◆ **EXERCISE TASK**
Update the lines of the entries from the one containing "In this exercise you will find the red" down through the one containing "[(124, 19)]" by putting "place" wherever "drop" appears, and return only those lines with everything else unchanged.
▼
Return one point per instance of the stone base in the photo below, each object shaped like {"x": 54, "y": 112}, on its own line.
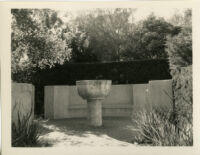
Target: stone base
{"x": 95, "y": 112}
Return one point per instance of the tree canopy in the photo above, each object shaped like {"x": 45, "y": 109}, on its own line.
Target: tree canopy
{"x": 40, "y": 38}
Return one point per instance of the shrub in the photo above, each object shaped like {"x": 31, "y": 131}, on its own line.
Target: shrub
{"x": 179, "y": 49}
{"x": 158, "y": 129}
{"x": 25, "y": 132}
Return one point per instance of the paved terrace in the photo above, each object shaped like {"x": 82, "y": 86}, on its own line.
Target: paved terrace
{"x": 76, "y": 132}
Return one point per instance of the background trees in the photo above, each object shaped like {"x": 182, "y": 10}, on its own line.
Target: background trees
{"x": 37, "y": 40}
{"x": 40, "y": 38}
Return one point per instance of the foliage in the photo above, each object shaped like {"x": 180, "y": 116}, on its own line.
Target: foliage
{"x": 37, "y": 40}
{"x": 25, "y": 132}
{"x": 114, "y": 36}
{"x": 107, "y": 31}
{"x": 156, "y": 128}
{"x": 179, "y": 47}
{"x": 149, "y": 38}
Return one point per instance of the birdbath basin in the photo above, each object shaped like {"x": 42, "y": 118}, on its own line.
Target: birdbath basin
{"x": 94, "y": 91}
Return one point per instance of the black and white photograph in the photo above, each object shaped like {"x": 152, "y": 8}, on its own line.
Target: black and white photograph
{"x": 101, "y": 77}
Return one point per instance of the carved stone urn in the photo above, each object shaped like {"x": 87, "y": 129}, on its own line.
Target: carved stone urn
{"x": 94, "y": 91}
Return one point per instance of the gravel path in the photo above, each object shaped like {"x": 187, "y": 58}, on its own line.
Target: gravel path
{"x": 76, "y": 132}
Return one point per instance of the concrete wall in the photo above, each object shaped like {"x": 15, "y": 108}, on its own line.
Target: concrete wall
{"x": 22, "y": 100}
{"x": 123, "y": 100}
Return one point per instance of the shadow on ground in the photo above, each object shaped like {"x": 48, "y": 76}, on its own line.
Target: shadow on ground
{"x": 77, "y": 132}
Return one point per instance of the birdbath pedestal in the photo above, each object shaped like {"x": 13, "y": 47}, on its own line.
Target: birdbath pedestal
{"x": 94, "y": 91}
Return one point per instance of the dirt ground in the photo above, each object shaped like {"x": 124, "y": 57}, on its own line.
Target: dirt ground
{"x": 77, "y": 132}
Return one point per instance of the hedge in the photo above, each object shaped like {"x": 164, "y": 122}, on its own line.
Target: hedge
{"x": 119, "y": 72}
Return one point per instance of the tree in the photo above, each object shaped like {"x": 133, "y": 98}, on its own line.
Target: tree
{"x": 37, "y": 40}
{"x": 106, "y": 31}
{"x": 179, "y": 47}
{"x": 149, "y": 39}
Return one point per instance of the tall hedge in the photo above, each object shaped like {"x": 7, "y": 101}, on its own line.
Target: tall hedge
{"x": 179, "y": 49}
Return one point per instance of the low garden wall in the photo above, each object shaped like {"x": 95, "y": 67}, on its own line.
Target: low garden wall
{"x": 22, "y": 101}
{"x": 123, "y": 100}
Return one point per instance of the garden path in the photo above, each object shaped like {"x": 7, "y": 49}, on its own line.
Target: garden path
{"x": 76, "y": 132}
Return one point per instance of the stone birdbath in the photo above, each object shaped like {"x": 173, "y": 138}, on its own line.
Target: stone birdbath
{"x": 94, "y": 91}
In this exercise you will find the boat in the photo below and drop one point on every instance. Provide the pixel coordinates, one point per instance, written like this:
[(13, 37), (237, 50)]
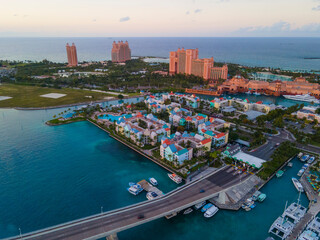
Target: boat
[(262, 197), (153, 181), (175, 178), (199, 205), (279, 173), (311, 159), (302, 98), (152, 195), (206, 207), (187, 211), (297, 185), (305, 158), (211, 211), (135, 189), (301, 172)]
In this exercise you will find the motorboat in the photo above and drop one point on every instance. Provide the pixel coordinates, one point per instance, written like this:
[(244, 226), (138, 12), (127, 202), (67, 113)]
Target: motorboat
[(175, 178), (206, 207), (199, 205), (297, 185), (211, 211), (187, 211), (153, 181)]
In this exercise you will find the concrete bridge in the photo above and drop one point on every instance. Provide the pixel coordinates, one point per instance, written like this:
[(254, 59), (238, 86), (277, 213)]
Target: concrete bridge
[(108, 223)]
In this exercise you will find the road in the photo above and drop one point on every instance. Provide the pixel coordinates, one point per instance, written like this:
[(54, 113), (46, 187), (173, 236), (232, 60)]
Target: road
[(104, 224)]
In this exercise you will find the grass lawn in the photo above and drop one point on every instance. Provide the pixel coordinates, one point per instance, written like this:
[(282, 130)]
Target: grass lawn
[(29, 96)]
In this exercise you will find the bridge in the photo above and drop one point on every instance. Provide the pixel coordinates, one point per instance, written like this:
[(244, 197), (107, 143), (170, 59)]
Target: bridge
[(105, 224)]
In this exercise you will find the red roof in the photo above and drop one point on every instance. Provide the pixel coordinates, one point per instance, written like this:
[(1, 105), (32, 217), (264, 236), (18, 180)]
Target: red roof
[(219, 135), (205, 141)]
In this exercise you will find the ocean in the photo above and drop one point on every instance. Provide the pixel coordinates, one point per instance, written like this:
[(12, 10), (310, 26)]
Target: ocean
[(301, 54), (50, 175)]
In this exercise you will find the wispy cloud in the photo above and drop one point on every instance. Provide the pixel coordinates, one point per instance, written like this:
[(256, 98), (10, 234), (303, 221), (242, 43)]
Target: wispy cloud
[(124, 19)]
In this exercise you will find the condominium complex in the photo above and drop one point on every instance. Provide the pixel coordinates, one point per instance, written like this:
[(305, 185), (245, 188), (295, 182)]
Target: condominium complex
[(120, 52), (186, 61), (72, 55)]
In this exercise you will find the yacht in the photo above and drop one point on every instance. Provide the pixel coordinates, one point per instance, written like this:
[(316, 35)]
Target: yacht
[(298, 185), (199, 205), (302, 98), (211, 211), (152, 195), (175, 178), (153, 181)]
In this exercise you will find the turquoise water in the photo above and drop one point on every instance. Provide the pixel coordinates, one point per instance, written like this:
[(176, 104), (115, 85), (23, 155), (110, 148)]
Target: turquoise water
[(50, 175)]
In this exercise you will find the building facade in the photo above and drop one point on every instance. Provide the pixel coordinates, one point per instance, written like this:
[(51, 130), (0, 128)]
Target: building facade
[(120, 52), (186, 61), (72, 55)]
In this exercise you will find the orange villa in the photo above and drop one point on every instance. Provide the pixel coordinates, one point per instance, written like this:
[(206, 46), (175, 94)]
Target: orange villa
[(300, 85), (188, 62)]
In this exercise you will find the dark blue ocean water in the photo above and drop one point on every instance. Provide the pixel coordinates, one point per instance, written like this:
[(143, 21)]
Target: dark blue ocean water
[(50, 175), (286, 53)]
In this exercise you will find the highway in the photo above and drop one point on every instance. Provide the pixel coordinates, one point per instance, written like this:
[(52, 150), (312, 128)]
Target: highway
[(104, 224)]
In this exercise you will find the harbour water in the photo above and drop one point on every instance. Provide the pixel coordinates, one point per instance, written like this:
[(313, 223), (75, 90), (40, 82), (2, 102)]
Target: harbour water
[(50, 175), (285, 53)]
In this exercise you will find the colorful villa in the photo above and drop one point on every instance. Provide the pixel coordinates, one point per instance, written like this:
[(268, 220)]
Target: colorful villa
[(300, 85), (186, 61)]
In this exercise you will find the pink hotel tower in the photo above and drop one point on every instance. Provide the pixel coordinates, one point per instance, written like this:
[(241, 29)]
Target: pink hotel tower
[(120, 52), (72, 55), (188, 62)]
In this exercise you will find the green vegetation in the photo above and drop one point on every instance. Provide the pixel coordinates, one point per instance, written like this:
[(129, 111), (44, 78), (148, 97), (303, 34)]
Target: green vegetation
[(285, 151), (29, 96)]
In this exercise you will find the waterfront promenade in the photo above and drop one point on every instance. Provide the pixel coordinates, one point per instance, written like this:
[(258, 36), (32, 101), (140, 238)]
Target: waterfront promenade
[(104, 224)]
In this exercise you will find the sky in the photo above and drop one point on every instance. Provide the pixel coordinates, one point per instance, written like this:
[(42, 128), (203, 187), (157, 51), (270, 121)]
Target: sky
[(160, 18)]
▲
◆ **RESULT OF THIS EXERCISE**
In this exercise you will find the red roof in the photo above and place one point on every instance. Provide the pixel coordinates, one point per instance, written like this:
[(1, 105), (32, 217), (264, 236), (18, 180)]
Target: red roof
[(219, 135), (205, 141)]
In this exercise you will find the ocean in the photo above and place one point on every instance. Provide the pixel coordinates, one point per instance, written like this:
[(12, 10), (310, 26)]
Target: ocean
[(301, 54), (50, 175)]
In this exercise you will find the wispy cloud in the photo above and place one point on every instance. Provide the pixel coordinates, one point per instance, written like this:
[(256, 98), (10, 234), (303, 221), (242, 43)]
Target: wispy cloud
[(124, 19)]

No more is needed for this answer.